Extracted lines:
==============================

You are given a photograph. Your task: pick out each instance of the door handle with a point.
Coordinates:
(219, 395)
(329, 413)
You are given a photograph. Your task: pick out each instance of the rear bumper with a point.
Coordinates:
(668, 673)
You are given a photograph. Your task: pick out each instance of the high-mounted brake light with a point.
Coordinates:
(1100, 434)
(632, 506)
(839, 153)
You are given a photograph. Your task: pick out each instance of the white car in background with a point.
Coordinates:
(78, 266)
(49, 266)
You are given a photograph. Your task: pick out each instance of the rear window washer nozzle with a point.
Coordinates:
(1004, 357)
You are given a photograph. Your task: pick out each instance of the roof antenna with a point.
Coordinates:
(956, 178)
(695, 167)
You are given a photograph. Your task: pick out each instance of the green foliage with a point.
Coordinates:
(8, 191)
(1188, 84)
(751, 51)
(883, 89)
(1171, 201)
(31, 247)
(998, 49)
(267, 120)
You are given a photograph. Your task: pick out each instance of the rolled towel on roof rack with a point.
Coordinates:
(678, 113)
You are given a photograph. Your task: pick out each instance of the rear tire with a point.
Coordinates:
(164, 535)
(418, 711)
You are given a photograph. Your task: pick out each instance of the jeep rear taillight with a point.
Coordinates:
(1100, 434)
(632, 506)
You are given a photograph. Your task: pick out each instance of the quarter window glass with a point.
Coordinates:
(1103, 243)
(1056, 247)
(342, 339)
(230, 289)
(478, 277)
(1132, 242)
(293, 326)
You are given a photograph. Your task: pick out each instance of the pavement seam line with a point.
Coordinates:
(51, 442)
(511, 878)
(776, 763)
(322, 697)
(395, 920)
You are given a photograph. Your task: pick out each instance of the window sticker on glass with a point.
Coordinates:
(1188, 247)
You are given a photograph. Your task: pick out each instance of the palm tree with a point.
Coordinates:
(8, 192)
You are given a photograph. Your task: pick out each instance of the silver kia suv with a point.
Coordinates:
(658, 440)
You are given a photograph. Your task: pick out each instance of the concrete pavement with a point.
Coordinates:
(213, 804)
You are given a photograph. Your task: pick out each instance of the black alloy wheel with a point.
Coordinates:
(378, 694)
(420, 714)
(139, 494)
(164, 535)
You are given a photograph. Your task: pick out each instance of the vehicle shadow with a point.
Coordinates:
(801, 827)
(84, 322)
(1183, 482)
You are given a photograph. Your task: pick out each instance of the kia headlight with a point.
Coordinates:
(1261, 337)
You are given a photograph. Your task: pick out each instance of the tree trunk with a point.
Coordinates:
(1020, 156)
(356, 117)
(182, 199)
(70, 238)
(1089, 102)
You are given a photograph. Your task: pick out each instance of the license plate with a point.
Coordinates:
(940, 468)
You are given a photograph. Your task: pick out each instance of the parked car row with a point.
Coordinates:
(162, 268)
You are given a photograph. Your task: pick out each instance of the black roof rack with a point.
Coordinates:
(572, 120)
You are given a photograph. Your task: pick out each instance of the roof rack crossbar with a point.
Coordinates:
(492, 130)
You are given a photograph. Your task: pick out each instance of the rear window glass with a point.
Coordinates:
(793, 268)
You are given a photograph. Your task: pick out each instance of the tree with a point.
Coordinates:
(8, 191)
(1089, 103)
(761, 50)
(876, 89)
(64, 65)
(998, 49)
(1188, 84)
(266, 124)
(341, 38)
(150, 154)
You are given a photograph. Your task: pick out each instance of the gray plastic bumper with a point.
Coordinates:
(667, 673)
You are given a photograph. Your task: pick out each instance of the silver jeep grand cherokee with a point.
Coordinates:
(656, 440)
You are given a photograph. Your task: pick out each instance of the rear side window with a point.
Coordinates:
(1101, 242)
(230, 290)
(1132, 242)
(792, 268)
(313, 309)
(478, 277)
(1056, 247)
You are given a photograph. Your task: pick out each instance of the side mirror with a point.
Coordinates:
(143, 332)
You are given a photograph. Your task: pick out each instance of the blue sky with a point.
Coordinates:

==============================

TASK OBJECTIVE: Can you reproduce all of the lines above, substituting "mark" for every "pick out" and leaving everything else untouched?

EXPECTED ANSWER:
You are given a photograph. Your task: mark each instance of the door handle with a point.
Coordinates:
(219, 395)
(329, 413)
You are given a photograph. Your task: mark each instance of the rear bumper with a point.
Coordinates:
(668, 673)
You are given a photograph. Your task: mark each instance of the high-mounted brake light with a point.
Coordinates:
(1100, 434)
(632, 506)
(839, 153)
You are given a photograph. Your task: mark each instance of the white car in background with a point.
Coordinates:
(78, 266)
(49, 266)
You are given a photograph. Your task: mark each instance of the rear window washer nozzle with a point.
Coordinates:
(1004, 357)
You are given a photograph. Your task: mark each instance of the roof antenna with a point.
Coordinates:
(956, 178)
(695, 167)
You are given a photograph. Your task: mark each instance of the green foliage with a point.
Coordinates:
(8, 191)
(1188, 84)
(751, 51)
(883, 89)
(1171, 201)
(31, 247)
(998, 49)
(267, 120)
You are given a photograph. Your task: mark each instance of the rolled towel on roof rack with a point.
Coordinates:
(678, 113)
You are given a photograph. Your task: mark each instance of the rear tire with a point.
Coordinates:
(164, 535)
(418, 711)
You are given a photograph. Your task: mark each instance of the jeep rear taillight with a point.
Coordinates:
(1100, 434)
(632, 506)
You are given a photograph. Your task: mark each instance of the quarter window glass with a point.
Coordinates:
(1103, 243)
(1056, 247)
(342, 339)
(230, 289)
(478, 277)
(1132, 242)
(293, 326)
You are given a photograph. Your task: mark each instance of the pavement seam line with a point.
Coordinates:
(51, 442)
(511, 878)
(776, 763)
(322, 697)
(395, 920)
You are given a photograph. Your task: mark each instance of the window sticker on glass with a point.
Coordinates:
(1188, 247)
You are given a photograph. Your task: mark each instance of the palm tree with a point.
Coordinates:
(8, 192)
You are given a photograph. Your task: mark each instance of the silver kia suv with a point.
Coordinates:
(658, 440)
You are given a photograph. Your task: mark each instance of the concrete pavement with a point.
Coordinates:
(213, 804)
You are given a photograph. Your task: mark each instance of the black alloy wheel with a point.
Coordinates:
(378, 694)
(420, 714)
(139, 494)
(164, 535)
You are given a photograph. Your task: mark each instance of the vehicle shadow with a point.
Coordinates:
(801, 827)
(84, 322)
(1183, 482)
You are given a photograph. Your task: mark each instance of the kia headlight with a point.
Coordinates:
(1261, 337)
You are given a photograph. Your task: mark each instance of the tree trunk with a point.
Coordinates:
(1020, 156)
(356, 117)
(182, 199)
(70, 238)
(1089, 102)
You are given a photograph. Your task: mark each instance of the license plate with a point.
Coordinates:
(940, 468)
You are given a photograph. Your task: mark each instance of the parked car row with a point.
Coordinates:
(162, 268)
You are given a photograph. Your task: mark each instance of the black roof rack with a point.
Coordinates:
(572, 120)
You are given a photograph. Your task: mark each instance of the roof rack crossbar with a point.
Coordinates:
(492, 130)
You are given a photograph. Your task: mark each instance of the rear window glass with a point.
Coordinates:
(793, 268)
You are given a photograph. Your task: mark each instance of the tree with a point.
Coordinates:
(8, 191)
(1089, 103)
(761, 50)
(876, 89)
(64, 65)
(998, 49)
(1188, 84)
(266, 124)
(341, 38)
(150, 154)
You are given a photograph. Your task: mark each instance of the gray plastic bumper with a point.
Coordinates:
(667, 673)
You are given a photograph. Your task: mark each instance of the silver jeep grand cherokee with a point.
Coordinates:
(656, 440)
You are given a photograph. Your task: mark each instance of the rear side window with a point.
Coordinates:
(1101, 242)
(230, 290)
(1132, 242)
(792, 268)
(313, 309)
(478, 277)
(1056, 247)
You are given a photograph. Your task: mark each instance of the side mirror with a point.
Coordinates:
(143, 332)
You are given a photograph. Your task: mark each instance of the blue sky with a point.
Coordinates:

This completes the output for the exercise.